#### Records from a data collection
----------

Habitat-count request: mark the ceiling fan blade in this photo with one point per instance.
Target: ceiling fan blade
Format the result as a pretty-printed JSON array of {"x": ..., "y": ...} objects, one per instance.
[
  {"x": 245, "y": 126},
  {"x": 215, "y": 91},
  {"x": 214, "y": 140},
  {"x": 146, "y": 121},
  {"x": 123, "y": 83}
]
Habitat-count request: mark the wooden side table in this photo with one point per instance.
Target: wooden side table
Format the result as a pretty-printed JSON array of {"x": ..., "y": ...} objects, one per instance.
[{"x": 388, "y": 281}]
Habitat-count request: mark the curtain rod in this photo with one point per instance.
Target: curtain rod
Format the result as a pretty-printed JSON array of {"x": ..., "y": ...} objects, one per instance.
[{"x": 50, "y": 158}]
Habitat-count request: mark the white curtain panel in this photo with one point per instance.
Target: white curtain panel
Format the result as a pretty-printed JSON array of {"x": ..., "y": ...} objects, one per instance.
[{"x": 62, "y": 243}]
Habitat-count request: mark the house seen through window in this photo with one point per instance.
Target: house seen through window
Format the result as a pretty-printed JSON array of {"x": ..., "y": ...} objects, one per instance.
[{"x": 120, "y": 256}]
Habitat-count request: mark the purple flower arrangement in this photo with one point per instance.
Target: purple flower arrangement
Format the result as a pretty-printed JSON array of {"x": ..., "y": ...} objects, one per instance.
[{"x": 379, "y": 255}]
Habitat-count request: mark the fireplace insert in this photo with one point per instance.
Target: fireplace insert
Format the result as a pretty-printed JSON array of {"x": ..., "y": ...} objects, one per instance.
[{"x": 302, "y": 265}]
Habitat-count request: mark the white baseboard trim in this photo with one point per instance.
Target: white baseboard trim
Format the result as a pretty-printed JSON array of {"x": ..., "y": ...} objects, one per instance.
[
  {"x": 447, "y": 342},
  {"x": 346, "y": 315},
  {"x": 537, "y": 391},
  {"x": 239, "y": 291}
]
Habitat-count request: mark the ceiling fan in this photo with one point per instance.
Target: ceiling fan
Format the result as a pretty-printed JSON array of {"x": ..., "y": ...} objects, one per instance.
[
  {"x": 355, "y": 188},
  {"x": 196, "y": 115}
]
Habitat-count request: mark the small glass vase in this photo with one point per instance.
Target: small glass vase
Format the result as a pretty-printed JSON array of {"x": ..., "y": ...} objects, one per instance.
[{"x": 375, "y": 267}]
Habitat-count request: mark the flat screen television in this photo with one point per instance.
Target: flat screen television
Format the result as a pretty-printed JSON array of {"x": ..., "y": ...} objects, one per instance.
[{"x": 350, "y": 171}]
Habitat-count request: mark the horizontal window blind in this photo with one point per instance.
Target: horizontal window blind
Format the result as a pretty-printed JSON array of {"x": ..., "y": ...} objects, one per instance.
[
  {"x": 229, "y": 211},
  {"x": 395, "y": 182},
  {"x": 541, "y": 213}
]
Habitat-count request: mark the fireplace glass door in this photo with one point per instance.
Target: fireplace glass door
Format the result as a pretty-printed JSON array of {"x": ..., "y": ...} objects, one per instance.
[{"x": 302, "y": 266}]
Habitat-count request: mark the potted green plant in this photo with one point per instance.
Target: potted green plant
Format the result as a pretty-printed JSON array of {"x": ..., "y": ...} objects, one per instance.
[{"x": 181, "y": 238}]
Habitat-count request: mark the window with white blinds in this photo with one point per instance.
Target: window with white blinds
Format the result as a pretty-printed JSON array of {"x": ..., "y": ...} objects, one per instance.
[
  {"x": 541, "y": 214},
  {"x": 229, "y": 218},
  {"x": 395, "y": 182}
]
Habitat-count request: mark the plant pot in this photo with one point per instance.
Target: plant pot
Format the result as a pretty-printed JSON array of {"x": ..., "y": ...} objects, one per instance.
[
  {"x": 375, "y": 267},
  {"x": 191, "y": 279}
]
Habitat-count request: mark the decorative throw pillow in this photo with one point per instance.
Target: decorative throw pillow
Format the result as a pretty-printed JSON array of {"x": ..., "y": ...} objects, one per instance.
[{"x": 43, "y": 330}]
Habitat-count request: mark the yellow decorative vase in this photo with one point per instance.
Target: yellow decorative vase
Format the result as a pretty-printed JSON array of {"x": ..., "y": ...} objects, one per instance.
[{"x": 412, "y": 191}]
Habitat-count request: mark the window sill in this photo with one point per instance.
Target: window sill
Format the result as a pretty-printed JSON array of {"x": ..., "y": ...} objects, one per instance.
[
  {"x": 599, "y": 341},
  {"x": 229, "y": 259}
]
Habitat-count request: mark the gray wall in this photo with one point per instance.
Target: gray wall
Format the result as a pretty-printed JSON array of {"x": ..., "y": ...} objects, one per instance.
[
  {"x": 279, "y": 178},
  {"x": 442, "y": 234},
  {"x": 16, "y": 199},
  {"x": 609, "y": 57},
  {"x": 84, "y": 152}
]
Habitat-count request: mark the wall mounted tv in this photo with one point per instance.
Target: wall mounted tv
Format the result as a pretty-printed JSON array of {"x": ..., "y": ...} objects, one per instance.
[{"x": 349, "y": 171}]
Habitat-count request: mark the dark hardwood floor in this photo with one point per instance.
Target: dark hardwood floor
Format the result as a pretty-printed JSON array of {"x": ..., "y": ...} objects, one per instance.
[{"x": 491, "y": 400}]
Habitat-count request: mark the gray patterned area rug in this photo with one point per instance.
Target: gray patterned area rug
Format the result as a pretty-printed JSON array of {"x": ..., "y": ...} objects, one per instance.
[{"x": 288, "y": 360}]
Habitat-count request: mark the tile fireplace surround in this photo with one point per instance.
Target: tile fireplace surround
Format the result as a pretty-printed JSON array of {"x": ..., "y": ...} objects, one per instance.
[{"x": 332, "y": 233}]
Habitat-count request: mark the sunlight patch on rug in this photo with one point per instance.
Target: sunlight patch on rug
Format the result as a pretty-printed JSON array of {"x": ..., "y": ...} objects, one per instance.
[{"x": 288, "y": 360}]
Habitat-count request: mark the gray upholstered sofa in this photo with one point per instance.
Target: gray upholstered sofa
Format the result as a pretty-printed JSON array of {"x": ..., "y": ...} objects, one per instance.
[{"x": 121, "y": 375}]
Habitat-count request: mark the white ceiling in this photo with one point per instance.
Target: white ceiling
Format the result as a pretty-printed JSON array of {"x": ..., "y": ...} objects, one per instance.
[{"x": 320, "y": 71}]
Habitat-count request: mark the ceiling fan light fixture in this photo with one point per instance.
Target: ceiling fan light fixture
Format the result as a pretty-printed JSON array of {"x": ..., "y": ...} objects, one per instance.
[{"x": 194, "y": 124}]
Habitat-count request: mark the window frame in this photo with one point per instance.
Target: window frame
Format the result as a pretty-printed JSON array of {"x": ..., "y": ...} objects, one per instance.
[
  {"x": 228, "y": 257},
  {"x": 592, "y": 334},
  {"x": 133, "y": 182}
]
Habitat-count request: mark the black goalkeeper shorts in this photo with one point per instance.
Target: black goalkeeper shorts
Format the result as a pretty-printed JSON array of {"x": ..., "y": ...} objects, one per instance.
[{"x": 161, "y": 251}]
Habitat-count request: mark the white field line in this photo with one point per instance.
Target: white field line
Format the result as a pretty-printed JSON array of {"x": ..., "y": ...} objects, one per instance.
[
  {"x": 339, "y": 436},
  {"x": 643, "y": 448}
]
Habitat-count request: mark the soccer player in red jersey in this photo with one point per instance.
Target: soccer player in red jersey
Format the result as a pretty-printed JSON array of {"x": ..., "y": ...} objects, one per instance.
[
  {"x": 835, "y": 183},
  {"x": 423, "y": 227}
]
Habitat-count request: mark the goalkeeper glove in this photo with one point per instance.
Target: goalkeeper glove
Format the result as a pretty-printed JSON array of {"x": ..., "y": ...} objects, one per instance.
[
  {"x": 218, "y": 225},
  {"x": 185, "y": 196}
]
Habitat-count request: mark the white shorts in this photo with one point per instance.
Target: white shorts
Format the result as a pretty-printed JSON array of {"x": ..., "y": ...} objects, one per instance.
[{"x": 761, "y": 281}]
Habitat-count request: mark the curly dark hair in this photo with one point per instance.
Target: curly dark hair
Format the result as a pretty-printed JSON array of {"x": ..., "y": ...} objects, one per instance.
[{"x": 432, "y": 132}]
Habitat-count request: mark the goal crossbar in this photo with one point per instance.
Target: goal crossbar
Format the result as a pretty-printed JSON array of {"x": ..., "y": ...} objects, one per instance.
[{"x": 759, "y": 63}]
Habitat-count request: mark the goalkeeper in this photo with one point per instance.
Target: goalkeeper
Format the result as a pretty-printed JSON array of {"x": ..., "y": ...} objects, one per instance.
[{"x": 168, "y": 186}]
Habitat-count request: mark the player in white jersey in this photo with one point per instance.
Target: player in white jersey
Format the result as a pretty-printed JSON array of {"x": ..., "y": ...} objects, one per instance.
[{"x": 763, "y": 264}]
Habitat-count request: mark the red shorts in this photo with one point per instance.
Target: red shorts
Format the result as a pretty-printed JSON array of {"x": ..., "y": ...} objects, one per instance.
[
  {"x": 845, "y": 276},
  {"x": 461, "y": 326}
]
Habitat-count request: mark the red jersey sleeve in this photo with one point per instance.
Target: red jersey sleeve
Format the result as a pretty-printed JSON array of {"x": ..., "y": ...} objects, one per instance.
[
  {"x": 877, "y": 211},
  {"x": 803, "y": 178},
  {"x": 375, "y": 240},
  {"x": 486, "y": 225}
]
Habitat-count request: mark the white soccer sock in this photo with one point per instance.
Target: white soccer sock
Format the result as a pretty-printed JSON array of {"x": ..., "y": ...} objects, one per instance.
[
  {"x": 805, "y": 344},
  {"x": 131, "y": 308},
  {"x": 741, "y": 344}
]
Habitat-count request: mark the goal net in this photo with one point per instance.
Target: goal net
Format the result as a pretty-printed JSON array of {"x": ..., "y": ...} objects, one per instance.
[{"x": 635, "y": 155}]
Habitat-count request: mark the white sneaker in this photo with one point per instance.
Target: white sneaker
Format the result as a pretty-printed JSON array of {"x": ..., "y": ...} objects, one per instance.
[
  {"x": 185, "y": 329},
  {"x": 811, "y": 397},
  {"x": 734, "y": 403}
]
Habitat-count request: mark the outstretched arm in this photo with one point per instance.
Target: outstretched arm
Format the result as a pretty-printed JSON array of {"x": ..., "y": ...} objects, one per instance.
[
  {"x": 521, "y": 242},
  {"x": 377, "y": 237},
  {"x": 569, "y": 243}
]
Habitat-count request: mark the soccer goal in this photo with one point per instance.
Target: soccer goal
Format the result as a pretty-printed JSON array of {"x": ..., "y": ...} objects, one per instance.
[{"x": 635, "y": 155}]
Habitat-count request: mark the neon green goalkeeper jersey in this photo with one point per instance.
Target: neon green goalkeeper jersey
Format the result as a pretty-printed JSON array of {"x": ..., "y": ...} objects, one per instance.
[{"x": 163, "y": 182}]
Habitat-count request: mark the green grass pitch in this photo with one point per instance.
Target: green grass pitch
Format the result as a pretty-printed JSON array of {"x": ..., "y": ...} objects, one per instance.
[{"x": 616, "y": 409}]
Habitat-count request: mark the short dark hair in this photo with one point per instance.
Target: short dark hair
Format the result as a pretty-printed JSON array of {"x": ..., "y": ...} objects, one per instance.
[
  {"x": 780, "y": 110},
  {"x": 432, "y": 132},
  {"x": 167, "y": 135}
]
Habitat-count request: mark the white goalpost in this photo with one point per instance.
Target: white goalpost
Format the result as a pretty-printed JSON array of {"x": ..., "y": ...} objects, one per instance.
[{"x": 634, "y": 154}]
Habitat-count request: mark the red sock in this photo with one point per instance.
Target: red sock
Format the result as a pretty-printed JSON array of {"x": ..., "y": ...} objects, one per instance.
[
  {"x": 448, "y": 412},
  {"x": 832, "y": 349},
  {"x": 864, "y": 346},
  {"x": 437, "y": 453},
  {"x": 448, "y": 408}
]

----------

Starting at the line that has "Target: plant pot" in the records above, restate word for word every line until the one that has "Target: gray wall", and include that one as well.

Target: plant pot
Format the result as a pretty-printed JSON array of {"x": ..., "y": ...} objects, one per instance.
[
  {"x": 375, "y": 267},
  {"x": 191, "y": 279}
]
Habitat-count request: mark the decorative throw pillow in this photo with one point per instance.
Target: decorative throw pillow
Format the result as a pretty-printed JSON array of {"x": ..., "y": ...} objects, one per instance.
[{"x": 43, "y": 330}]
Habitat-count request: mark the yellow decorative vase in this photo with one point per instance.
Target: yellow decorative vase
Format the result as a pretty-printed JSON array of {"x": ..., "y": ...} objects, one per instance.
[{"x": 412, "y": 191}]
Habitat-count request: mark the window sill in this photo with one point per instance.
Target: window sill
Format the result as a pretty-printed JSON array of {"x": ..., "y": ...} objects, one per instance.
[
  {"x": 599, "y": 341},
  {"x": 229, "y": 259}
]
Habitat-count request: mark the gray wall in this photo with one point per instance.
Target: gray wall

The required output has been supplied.